──────── FRAGMENTO CITADO

López Obrador intentó justificarse diciendo que “nunca podría burlarse de quien sufre”. El problema de su respuesta no es poderle dar el beneficio de la duda. Al final, todos nos equivocamos. El problema de fondo es que el presidente es reincidente. Su desdén al dolor no es nuevo. Recordamos algunos momentos.
En septiembre de 2020, López Obrador se burló de un titular de Reforma en primera plana donde señalaba “México suma 45 masacres”. Su respuesta: “ahí están las masacres (risas). Son predecibles y muy obvios”. Esto último refiriéndose a sus adversarios de la prensa. El titular de Reforma respondía a una promesa que hizo López Obrador: conmigo ya no habrá masacres. El jefe de Estado tenía dos caminos: o condenar la violencia y solidarizarse con las víctimas, o -la que tomó- burlarse del medio de comunicación.

────────────────
──────── REGISTROS ANOTADOS

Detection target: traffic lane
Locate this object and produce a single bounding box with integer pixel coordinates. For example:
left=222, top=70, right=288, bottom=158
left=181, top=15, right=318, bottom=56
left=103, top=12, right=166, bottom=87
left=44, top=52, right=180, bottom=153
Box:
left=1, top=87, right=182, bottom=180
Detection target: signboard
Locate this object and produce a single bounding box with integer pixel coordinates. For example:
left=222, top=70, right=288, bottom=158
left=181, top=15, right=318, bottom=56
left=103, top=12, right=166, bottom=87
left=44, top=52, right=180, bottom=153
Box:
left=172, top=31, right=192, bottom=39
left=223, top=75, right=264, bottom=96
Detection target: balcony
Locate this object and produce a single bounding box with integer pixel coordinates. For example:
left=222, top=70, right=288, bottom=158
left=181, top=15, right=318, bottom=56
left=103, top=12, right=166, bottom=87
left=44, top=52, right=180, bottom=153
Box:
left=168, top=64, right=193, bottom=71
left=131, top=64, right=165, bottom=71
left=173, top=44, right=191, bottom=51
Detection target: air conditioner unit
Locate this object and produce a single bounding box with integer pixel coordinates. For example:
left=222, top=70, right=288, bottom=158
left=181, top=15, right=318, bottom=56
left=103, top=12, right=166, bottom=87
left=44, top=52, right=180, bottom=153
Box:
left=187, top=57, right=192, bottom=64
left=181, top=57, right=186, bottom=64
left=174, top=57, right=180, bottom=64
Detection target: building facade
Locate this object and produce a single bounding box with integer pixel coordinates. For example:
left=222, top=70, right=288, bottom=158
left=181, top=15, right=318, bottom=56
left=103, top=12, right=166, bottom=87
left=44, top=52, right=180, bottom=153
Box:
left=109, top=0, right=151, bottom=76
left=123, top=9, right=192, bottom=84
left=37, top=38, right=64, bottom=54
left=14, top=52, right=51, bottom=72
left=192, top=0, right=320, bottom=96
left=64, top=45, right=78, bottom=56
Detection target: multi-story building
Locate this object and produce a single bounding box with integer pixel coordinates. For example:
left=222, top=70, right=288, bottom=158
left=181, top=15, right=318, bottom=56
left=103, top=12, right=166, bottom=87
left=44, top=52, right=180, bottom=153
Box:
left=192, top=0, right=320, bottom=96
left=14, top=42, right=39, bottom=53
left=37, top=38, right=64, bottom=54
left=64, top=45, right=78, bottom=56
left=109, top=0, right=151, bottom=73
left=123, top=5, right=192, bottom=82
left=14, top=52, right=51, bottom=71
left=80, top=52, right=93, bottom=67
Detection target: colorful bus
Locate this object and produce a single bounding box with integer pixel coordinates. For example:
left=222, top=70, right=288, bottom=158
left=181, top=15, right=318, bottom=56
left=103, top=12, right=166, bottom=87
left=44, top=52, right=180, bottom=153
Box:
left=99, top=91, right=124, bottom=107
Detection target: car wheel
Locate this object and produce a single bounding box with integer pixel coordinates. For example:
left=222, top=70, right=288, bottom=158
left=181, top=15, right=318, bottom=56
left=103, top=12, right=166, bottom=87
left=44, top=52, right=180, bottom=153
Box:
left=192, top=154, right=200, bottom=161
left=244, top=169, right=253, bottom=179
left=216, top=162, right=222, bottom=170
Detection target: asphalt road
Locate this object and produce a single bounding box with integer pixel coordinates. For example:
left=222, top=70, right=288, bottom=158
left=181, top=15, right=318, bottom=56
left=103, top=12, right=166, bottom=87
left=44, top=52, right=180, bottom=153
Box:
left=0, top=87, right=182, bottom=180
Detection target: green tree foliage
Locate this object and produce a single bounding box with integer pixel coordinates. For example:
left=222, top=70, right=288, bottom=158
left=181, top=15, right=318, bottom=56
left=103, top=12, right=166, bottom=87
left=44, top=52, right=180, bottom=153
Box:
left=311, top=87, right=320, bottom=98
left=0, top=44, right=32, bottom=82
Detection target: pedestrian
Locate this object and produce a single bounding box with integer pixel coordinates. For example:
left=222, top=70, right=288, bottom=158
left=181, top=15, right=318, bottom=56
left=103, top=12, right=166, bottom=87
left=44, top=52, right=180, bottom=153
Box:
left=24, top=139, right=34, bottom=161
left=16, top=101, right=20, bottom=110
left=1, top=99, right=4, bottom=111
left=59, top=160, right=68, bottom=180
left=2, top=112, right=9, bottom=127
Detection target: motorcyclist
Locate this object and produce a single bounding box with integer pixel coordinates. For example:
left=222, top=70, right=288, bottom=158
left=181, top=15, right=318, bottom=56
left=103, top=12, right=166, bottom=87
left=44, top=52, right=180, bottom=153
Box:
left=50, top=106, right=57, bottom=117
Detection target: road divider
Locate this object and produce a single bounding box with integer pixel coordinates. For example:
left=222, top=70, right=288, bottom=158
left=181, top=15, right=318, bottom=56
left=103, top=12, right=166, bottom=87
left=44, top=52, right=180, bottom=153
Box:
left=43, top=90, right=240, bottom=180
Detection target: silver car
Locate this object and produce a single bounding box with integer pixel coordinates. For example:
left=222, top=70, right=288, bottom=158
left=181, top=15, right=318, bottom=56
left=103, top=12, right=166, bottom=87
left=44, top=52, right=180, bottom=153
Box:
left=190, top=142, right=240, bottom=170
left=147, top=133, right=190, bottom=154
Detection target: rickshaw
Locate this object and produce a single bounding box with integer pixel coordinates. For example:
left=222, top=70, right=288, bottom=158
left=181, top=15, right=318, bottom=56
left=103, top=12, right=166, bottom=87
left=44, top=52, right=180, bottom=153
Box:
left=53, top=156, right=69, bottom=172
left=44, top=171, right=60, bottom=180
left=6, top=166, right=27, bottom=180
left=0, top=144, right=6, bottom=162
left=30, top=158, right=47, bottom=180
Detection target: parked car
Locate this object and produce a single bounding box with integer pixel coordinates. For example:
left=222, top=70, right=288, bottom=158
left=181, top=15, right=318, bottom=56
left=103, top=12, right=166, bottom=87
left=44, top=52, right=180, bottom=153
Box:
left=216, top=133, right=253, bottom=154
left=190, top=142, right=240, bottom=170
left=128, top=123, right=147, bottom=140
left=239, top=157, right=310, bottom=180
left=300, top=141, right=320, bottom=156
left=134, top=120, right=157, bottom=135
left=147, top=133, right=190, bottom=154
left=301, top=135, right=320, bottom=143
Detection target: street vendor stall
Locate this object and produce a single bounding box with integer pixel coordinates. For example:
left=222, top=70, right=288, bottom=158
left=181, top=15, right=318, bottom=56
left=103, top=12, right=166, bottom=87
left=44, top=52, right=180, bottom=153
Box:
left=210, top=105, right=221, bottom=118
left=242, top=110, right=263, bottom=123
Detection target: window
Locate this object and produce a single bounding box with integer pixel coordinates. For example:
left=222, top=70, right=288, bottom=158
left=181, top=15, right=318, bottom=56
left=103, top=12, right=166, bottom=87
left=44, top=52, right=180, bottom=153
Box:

────────────────

- _LISTA DE TAREAS_
- A) Contesta estas preguntas sobre el fragmento acerca de López Obrador:
(i) ¿Qué dijo López Obrador para justificarse?
(ii) ¿En qué mes y año se burló de un titular de Reforma?
(iii) ¿Cuántas masacres sumaba México según ese titular?
- B) Convierte en una lista breve el párrafo del fragmento sobre López Obrador que empieza con "En septiembre de 2020", sin perder sus datos principales.
- C) Retoma el fragmento sobre López Obrador y continúalo a partir de la última oración.
Los registros no tienen nada que ver con el fragmento.

- _RESPUESTAS_
- A)
(i) Que "nunca podría burlarse de quien sufre".
(ii) En septiembre de 2020.
(iii) 45 masacres.

- B)
- En septiembre de 2020, López Obrador se burló de un titular de primera plana de Reforma: "México suma 45 masacres".
- Respondió entre risas: "ahí están las masacres". Luego dijo "son predecibles y muy obvios", refiriéndose a sus adversarios de la prensa.
- El titular respondía a una promesa suya: que con él ya no habría masacres.
- Tenía dos caminos: condenar la violencia y solidarizarse con las víctimas, o burlarse del medio. Eligió burlarse.

- C)
López Obrador no ha tenido una sola palabra de empatía con el pueblo ucraniano. Desde el comienzo de la guerra, el presidente ha equiparado al invasor con el invadido. Equiparar a un ejército de una autocracia que acosa a un país libre, y a un pueblo que resiste a quien busca desaparecerlo del mapa. El dolor no me es indiferente, ha dicho López Obrador. Pues el dolor de un pueblo invadido si le es indiferente.
En 2021, un día después de las elecciones intermedias, el presidente lo dijo sin ruborizarse: los criminales se portaron bien. Fue un escándalo para algunos, pero otra parte de la ciudadanía parece normalizar que López Obrador sea cariñoso con el hampa. Usted imagine lo que supone para un padre o una madre que perdió a un hijo en manos del crimen organizado, que el presidente de todos los mexicanos hable así de los asesinos. No encuentro más que crueldad en esas palabras. Falta de empatía absoluta.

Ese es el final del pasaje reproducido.